Earlier reports by Barnett and co-workers (Barnett et al. 1992; Barnett and Gandy 1989; Frost et al. 2001; Theus et al. 1993; Xie et al. 1997; Zhao et al. 1995, 1998) indicated that PRN exposure results in adverse effects on most compartments of the immune system, including macrophages, B lymphocytes, and T-helper lymphocytes. Curiously, however, there appeared to be little, if any, effect on cellular immunity mediated by cytotoxic T-lymphocyte (CTL) effectors (Barnett et al. 1992; Barnett and Gandy 1989).

Given that the responsiveness of the other immune compartments examined is inhibited by PRN exposure, we hypothesized that acute PRN exposure might yet impair CTL function, albeit in a manner that is initially difficult to detect under the in vitro conditions used. To test this hypothesis we considered that the adverse immunotoxic effects of PRN exposure on cell-mediated immunity might be observed in one or more of three parameters: a) presentation of peptide antigen to CTLs by antigen-presenting cells (APCs), b) proliferation and differentiation of CTLs, and/or c) functional lytic response of activated CTL effectors.

The immune activation and functional responsiveness of CTLs can be examined and assessed independently in vitro. CTL activation is based on the capacity of APCs to efficiently process and present peptide antigens to CTLs and thus indirectly affects CTL responsiveness. Conversely, the functional lytic response of CTLs emerges as a result of the differentiation of naive CD8+ T cells into effector CTLs capable of responding through lysis of the target cell, thereby serving as a direct measure of CTL activation.

In this present article, we demonstrate three important consequences of PRN exposure on the in vitro parameters of CTL activation and their functional activity as effectors of cell-mediated immunity: a) antigen presentation to CTLs is not impaired, b) the functional lytic activity of primary (1°) CTLs is only marginally impaired, and c) upon restimulation of 1° CTLs in the absence of PRN, the secondary (2°) CTL response is completely abrogated. On the basis of these observations, we conclude that the immunotoxic effects of PRN exposure on CTLs are delayed in their appearance and directly impair the functional activity of these effectors of cell-mediated immunity. These results may have serious and important direct implications for both diagnosis and clinical management of the acute and chronic effects of PRN exposure. Furthermore, these findings warrant examining similar acute versus delayed exposure effects with respect to the immunotoxic potential of other environmental toxicants.

■ Exercise data:
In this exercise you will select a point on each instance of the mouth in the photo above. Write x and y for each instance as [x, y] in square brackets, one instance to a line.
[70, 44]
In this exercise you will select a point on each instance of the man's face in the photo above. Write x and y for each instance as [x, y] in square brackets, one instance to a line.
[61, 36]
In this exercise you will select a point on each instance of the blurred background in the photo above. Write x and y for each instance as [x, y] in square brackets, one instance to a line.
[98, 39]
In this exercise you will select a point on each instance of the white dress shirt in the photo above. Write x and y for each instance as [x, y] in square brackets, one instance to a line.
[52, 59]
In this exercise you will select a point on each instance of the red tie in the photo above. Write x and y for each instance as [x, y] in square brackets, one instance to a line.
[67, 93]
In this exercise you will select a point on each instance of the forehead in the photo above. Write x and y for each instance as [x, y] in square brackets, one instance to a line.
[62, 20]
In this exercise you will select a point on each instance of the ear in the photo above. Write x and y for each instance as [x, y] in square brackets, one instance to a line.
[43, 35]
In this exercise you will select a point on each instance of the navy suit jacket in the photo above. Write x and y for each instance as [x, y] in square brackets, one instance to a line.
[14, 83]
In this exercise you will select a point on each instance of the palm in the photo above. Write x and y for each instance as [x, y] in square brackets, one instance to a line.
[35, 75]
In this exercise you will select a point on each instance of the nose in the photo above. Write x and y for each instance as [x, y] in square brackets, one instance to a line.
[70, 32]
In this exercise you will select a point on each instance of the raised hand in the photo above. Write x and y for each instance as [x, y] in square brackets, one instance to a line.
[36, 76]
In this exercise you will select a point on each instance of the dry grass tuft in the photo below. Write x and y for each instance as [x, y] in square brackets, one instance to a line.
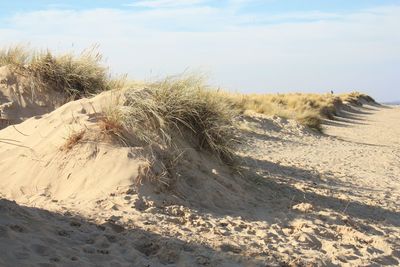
[307, 109]
[173, 107]
[73, 139]
[77, 76]
[357, 98]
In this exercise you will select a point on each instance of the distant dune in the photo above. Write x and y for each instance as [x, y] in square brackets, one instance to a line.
[98, 172]
[392, 103]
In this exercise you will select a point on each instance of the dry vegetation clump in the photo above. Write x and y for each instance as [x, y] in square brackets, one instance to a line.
[176, 107]
[74, 138]
[308, 109]
[356, 98]
[77, 76]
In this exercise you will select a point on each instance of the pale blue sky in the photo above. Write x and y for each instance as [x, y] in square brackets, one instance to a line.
[245, 45]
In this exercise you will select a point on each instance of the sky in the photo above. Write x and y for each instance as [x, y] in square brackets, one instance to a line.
[250, 46]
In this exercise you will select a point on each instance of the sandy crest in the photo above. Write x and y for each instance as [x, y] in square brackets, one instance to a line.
[301, 198]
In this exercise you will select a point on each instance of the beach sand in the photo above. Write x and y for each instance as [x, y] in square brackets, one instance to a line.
[297, 198]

■ Assignment: Continue the text on PRN exposure and cytotoxic T lymphocytes from its last sentence. The data come from a different source than the text.

■ Reply to the task:
Materials and Methods

Animals

In this study we used C57BL/6 (B6; H-2b) and BALB/c (H-2d) female mice 10–12 weeks of age from Charles River Breeding Laboratories, Inc. (Wilmington, MA) or from our own breeding colony at the West Virginia University Health Sciences Vivarium. All animals used in this study were treated humanely and with regard for alleviation of suffering.

Cell lines

Two tumor cell lines, designated P815 (H-2d) and EL4 (H-2b), were used as targets for alloreactive cytotoxic T cells. The EL4 cell line expresses class I H-2b molecules and is derived from a B6 lymphoma originally induced in a C57BL/6N mouse by 9,10-dimethyl-1,2-benzanthracene (Gorer 1950). P815 is a cell line derived from a mastocytoma in DBA/2 (H-2d) mice, and it expresses class I H-2d molecules (Plaut et al. 1973; Ralph and Nakoinz 1974). Both the EL4 and P815 cell lines have been used extensively by us and others as suitable targets for lysis in cytotoxic T-cell assays. N1 is derived from EL4 cells transfected with the vesicular stomatitis virus nucleoprotein (VSB-N) gene (Puddington et al. 1986).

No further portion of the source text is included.